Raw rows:
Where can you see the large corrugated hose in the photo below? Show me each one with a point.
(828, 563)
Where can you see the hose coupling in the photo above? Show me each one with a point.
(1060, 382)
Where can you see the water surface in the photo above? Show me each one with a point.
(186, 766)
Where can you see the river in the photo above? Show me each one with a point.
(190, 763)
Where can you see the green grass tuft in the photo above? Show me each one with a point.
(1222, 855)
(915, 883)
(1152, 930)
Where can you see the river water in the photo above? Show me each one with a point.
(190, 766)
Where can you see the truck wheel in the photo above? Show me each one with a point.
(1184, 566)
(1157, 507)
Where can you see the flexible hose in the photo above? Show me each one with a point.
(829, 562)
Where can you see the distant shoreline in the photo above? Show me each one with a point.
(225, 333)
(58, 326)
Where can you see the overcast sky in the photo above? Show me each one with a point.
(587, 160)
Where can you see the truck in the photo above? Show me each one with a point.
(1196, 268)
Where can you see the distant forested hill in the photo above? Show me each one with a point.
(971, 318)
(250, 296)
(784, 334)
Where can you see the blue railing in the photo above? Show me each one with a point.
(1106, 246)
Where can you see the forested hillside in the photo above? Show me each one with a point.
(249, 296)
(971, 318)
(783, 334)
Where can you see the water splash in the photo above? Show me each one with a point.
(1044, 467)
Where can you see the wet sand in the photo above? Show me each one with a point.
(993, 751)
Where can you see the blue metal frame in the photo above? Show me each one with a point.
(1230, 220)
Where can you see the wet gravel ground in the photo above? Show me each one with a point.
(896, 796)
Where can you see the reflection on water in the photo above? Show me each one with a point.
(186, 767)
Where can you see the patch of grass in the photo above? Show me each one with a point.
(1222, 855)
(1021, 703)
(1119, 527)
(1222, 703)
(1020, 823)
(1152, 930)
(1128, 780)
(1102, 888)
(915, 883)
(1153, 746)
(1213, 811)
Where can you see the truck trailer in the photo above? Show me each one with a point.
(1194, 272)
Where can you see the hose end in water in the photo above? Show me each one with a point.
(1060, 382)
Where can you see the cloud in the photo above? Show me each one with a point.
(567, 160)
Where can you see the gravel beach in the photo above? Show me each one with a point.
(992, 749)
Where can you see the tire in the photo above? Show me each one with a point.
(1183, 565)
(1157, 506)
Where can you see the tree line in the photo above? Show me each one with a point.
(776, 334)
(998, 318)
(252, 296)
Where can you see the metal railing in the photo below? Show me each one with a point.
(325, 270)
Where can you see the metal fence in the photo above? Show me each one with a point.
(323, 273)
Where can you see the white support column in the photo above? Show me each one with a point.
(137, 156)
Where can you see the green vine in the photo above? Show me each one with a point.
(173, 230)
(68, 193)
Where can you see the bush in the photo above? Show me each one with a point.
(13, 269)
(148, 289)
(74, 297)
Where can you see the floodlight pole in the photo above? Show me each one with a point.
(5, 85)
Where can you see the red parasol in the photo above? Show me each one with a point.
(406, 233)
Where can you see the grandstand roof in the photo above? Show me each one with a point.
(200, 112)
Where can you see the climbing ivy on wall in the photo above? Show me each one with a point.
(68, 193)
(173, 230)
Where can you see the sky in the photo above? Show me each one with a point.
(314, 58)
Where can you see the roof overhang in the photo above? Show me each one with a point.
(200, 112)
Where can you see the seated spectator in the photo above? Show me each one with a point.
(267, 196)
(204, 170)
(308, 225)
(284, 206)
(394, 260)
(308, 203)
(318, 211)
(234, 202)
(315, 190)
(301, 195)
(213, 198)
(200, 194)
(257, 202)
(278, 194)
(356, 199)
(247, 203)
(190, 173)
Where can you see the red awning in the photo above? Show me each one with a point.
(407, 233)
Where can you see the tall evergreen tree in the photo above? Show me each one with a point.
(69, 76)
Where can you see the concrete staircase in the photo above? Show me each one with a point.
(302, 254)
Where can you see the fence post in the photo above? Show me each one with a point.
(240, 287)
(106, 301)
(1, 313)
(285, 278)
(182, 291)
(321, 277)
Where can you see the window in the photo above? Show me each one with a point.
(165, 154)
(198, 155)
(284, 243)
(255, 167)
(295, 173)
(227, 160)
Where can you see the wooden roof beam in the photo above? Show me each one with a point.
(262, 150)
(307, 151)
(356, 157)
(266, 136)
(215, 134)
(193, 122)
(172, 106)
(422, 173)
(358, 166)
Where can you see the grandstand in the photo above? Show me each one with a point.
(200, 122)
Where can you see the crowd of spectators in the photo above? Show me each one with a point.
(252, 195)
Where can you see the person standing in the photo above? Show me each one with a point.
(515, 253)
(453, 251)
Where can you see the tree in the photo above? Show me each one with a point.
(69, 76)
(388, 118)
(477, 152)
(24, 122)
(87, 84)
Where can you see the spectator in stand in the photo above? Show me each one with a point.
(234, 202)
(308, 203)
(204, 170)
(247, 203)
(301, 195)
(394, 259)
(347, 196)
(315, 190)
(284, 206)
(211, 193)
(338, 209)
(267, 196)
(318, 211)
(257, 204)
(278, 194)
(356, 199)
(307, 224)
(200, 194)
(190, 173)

▶ _WORK TO BE COMPLETED_
Retype all of the rows above word for word.

▶ _REPLY TO THE EXERCISE_
Where can you see the large corrugated hose in the photo below? Show me each one with a point.
(828, 563)
Where can you see the hose coupling in the photo above? Show me each one with a point.
(1060, 382)
Where can you see the water surface in the photo above? Show me each one with a point.
(186, 766)
Where can you see the river in the photo above? Show me each one with a point.
(190, 763)
Where can you see the green grass tuft in the photo above? Show me each one with a point.
(1222, 855)
(915, 883)
(1152, 930)
Where can you see the river water in the photo above? Show me each one with a point.
(190, 766)
Where can you see the truck wheel in the photo above? Show me each one with a point.
(1184, 566)
(1157, 507)
Where can you see the flexible hose in the photo above? Show me each one with a point.
(829, 562)
Where can you see the distant shoreline in the photo above? Show me each one with a point.
(225, 333)
(58, 326)
Where can you see the overcast sky in the photo above? Show me each one with a point.
(587, 160)
Where can you see the truck in the photo above? Show me each one with a point.
(1196, 268)
Where can you see the distant forested hill in the photo above? Show me each one with a point.
(971, 318)
(250, 296)
(784, 334)
Where can you see the blue railing in the photo above? Show me each one with a point.
(1106, 246)
Where can you see the forested hillside in the photo above? Show me each one with a point.
(249, 296)
(971, 318)
(783, 334)
Where can you see the water splash in the photo above? Show me each one with a point.
(1044, 467)
Where can you see the wet sand in the photo above? Show me each one with a point.
(993, 751)
Where can you see the blue metal frame in the photo above? Show me each one with a point.
(1230, 220)
Where can you see the wet gravel ground in the photo above? Show me each one with a point.
(896, 796)
Where can you see the reflection on water in the photo above? Show me each one with a point.
(186, 767)
Where can you see the patch of grass in the photo above? Show me each one with a point.
(1222, 855)
(1021, 703)
(1119, 527)
(1222, 703)
(1020, 823)
(1152, 930)
(1128, 780)
(1102, 888)
(915, 883)
(1153, 746)
(1213, 811)
Where can you see the truck trailer in the photo above? Show me each one with a point.
(1194, 272)
Where can you see the hose end in water in the photo above? Show me each one with a point.
(1060, 382)
Where can you see the cloud in the photo above? Show me each one with a point.
(567, 160)
Where can you see the gravel beach in the photo above? Show me each one with a point.
(992, 749)
Where can you see the tire in the photo above? Show me each one with a point.
(1183, 565)
(1157, 506)
Where can you see the tree line in the photo above? Show me each one with a point.
(776, 334)
(998, 318)
(252, 296)
Where can you see the metal railing in the photo below? Show me each one with a point.
(325, 270)
Where can you see the metal fence in the photo above? Show me each one with a point.
(323, 273)
Where can you see the white support column in the photo above? Show me each one with a point.
(137, 156)
Where can you see the green vine in the photo above? Show me each one with a point.
(173, 230)
(68, 193)
Where can you see the bush in the photo above? Show me each one with a point.
(13, 269)
(148, 289)
(74, 297)
Where can you see the floodlight pole in the photo above? Show me each one with a point.
(5, 85)
Where can you see the red parasol in the photo above? Show me each one with a point.
(406, 233)
Where can you see the grandstand roof in the photo above? Show me each one with a point.
(200, 112)
Where can you see the climbing ivy on wall in the photo above? Show me each one with a point.
(68, 193)
(173, 230)
Where can you see the sky in the photo above? Show me each one with a point.
(314, 58)
Where can you see the roof overhang in the photo above? Show me each one with a point.
(200, 112)
Where can you see the seated spectator in the photo above? Show me each one with a point.
(267, 196)
(204, 170)
(308, 225)
(284, 206)
(394, 260)
(308, 203)
(318, 211)
(234, 202)
(315, 190)
(301, 195)
(213, 198)
(200, 194)
(257, 202)
(278, 194)
(356, 199)
(247, 203)
(190, 173)
Where can you see the red awning in the photo above? Show me each one with a point.
(407, 233)
Where can you see the tall evergreen tree in the photo above? Show me each one with a point.
(69, 76)
Where can you see the concrete staircase in the photo above? Show me each one with a point.
(302, 254)
Where can you see the fence post in the photo above? Show me each one with a point.
(240, 287)
(106, 301)
(1, 313)
(285, 278)
(182, 291)
(321, 277)
Where can you see the window in the photo above? Show me each one with a point.
(165, 154)
(198, 155)
(284, 243)
(255, 167)
(295, 173)
(227, 160)
Where can you see the wooden roof beam in the photo above? Show me each one with a point.
(262, 150)
(307, 151)
(356, 157)
(266, 136)
(215, 134)
(193, 122)
(172, 106)
(422, 173)
(358, 166)
Where can you see the grandstand in the photo above? Show me each one with a point.
(200, 122)
Where can you see the crowd of spectators in the photo above? Show me each one with a point.
(252, 195)
Where can you see the person standing in the photo above? Show me each one with a point.
(515, 253)
(453, 251)
Where can you see the tree in the photo above? Show me each one with a point.
(69, 76)
(388, 118)
(477, 152)
(24, 122)
(87, 84)
Where can you see the spectator in stand in the photo above? Show me each one with a point.
(234, 202)
(308, 203)
(204, 170)
(247, 203)
(301, 195)
(394, 259)
(347, 196)
(315, 190)
(284, 206)
(211, 193)
(338, 209)
(267, 196)
(318, 211)
(257, 204)
(278, 194)
(356, 199)
(307, 224)
(200, 194)
(190, 173)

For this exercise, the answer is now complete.